[start of LISTED ENTRIES]
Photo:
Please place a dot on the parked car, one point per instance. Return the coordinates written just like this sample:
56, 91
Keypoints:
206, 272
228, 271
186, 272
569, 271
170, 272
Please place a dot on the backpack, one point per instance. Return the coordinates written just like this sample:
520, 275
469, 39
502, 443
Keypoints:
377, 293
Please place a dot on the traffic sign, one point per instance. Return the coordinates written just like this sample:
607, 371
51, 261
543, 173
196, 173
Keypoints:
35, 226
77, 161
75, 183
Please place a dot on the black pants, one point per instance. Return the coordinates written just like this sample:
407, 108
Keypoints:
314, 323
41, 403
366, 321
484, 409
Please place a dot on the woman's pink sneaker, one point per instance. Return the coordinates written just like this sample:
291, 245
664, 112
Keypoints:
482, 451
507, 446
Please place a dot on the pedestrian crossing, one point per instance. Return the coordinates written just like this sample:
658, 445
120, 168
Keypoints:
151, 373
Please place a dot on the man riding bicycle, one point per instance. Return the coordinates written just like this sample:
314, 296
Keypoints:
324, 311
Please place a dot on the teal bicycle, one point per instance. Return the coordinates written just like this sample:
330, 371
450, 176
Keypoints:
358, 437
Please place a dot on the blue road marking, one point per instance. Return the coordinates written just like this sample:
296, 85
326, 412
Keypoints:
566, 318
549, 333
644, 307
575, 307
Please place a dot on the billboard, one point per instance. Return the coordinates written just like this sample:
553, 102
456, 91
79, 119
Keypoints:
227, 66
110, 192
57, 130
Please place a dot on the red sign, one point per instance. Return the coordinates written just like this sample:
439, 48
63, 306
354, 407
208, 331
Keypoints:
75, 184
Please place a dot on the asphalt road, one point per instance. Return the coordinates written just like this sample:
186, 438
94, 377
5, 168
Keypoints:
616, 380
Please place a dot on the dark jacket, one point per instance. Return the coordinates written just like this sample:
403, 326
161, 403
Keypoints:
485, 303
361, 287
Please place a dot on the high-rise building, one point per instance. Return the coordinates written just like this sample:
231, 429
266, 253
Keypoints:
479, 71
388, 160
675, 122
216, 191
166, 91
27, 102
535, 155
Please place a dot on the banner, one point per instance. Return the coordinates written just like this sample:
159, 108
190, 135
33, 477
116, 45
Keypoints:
[end of LISTED ENTRIES]
YOUR OBJECTIVE: Rewrite the listing above as a Markdown table with two columns, Number and Line. Give each nonblank line its own row, numbered in order.

CORRECT RESPONSE:
| Number | Line |
|---|---|
| 1 | Photo: |
| 2 | Please place a dot on the parked car, one point per instance. Return the coordinates written just like this sample: |
| 3 | 56, 91 |
| 4 | Keypoints: |
| 5 | 206, 272 |
| 6 | 228, 271 |
| 7 | 186, 272 |
| 8 | 569, 271 |
| 9 | 170, 272 |
| 10 | Please place a dot on the backpack, one point per instance. Return the coordinates written just like this sample: |
| 11 | 520, 275 |
| 12 | 469, 39 |
| 13 | 502, 443 |
| 14 | Keypoints: |
| 15 | 377, 293 |
| 16 | Please place a dot on the traffic sign, one point per instance. Return the coordinates written just like this sample: |
| 17 | 607, 371 |
| 18 | 51, 261 |
| 19 | 543, 173 |
| 20 | 196, 173 |
| 21 | Keypoints: |
| 22 | 35, 226 |
| 23 | 77, 161 |
| 24 | 75, 183 |
| 25 | Please place a dot on the black pants, one point per instance. Return the coordinates written just like this sample: |
| 26 | 407, 108 |
| 27 | Keypoints: |
| 28 | 314, 323 |
| 29 | 41, 403 |
| 30 | 366, 321 |
| 31 | 484, 409 |
| 32 | Please place a dot on the woman's pink sneaker, one point per instance. Return the coordinates written just like this sample: |
| 33 | 291, 245 |
| 34 | 664, 112 |
| 35 | Keypoints: |
| 36 | 482, 451 |
| 37 | 507, 446 |
| 38 | Please place a dot on the pedestrian crossing, one point per instance. Return the coordinates written just like this sample: |
| 39 | 658, 445 |
| 40 | 120, 168 |
| 41 | Keypoints: |
| 42 | 151, 373 |
| 43 | Please place a dot on the man riding bicycle, one point per instance. Return the coordinates written just like this sample: |
| 44 | 314, 296 |
| 45 | Keypoints: |
| 46 | 324, 311 |
| 47 | Please place a dot on the teal bicycle, one point per instance. Return the coordinates written just like this sample: |
| 48 | 330, 371 |
| 49 | 450, 176 |
| 50 | Keypoints: |
| 51 | 358, 437 |
| 52 | Please place a dot on the blue road marking, one point per instance. Return the coordinates written just like this sample: |
| 53 | 296, 85 |
| 54 | 326, 412 |
| 55 | Keypoints: |
| 56 | 566, 318 |
| 57 | 549, 333 |
| 58 | 644, 307 |
| 59 | 575, 307 |
| 60 | Please place a dot on the billboard, one point per instance. Return the coordinates written just like this sample: |
| 61 | 553, 102 |
| 62 | 456, 91 |
| 63 | 79, 119 |
| 64 | Keypoints: |
| 65 | 227, 66 |
| 66 | 110, 192 |
| 67 | 57, 130 |
| 68 | Please place a dot on the red sign, one point per instance. Return the coordinates written just like this sample: |
| 69 | 439, 48 |
| 70 | 63, 306 |
| 71 | 354, 407 |
| 72 | 208, 331 |
| 73 | Keypoints: |
| 74 | 75, 184 |
| 75 | Please place a dot on the asphalt road, one point per instance. Return the coordinates written just like this sample: |
| 76 | 186, 438 |
| 77 | 94, 377 |
| 78 | 5, 168 |
| 79 | Keypoints: |
| 80 | 616, 380 |
| 81 | Please place a dot on the dark jacket, one point per instance. Return the coordinates written just like this sample: |
| 82 | 403, 326 |
| 83 | 161, 403 |
| 84 | Keypoints: |
| 85 | 485, 303 |
| 86 | 361, 287 |
| 87 | Please place a dot on the high-rise building, one point per instance. Return the coordinates written just like this sample: |
| 88 | 231, 429 |
| 89 | 266, 253 |
| 90 | Keypoints: |
| 91 | 479, 71 |
| 92 | 388, 160 |
| 93 | 675, 122 |
| 94 | 216, 191 |
| 95 | 166, 91 |
| 96 | 27, 102 |
| 97 | 535, 155 |
| 98 | Please place a dot on the banner, one point per instance. Return the coordinates written just like this sample: |
| 99 | 159, 108 |
| 100 | 190, 135 |
| 101 | 33, 477 |
| 102 | 116, 45 |
| 103 | Keypoints: |